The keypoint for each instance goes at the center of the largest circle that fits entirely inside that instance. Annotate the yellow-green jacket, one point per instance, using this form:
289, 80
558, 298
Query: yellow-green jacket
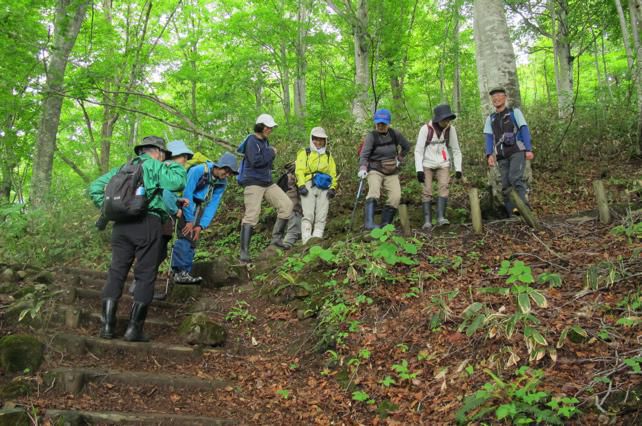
309, 162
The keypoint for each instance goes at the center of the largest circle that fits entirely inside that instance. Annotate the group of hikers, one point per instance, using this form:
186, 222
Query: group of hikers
169, 190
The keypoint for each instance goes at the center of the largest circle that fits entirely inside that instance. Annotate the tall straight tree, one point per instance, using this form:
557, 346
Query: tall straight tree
355, 12
494, 52
68, 19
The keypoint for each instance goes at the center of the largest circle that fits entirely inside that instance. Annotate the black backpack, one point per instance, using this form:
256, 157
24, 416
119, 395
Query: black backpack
125, 198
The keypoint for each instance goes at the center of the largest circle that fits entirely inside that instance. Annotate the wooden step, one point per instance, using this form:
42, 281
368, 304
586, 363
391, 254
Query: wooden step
73, 417
78, 345
73, 380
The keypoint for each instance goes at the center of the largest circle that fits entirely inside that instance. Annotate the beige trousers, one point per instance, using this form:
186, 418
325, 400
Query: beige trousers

◇ ◇ ◇ ◇ ◇ ◇ ◇

Quote the records above in full, dropping each picture.

The keypoint for each instance goes at the center of the largest circle that fits entirely inside that instance. Annotate the yellow-green jacket, one point per instance, using this form:
289, 80
558, 298
Query: yellow-green jacket
309, 162
The keypoint for each instance goes at the center of the largest circle that fits entirely inside that instance. Annotate the group of hikers, one point per instance, using this form:
186, 222
Query: group of hikers
169, 190
The keypoint for each instance goes at the center of the largest circle that fits entirely inside that instance. Annotate the tall straight tree, one point per instance, using this form:
557, 346
Query: tall straight tree
355, 12
494, 52
68, 19
The keypoint for each instance goes at the center of the largest circle that fits entirely inside that instance. Annotate the black backpack, one point per instance, using this form:
256, 157
24, 416
119, 395
Query: black backpack
125, 198
The keypoint for each instance goes at the center of the largest circle that fits entirely inside that instance. Annotate the wooden step, one point per instance, using this form:
42, 281
368, 304
586, 363
391, 254
Query: wooden step
73, 417
78, 345
73, 380
The keypoint for each instance goes at the center of the largest circle that fits entirely inside that instance. Annotate the beige trousers, one point per instance, using this form:
186, 418
325, 400
Query: beige trousers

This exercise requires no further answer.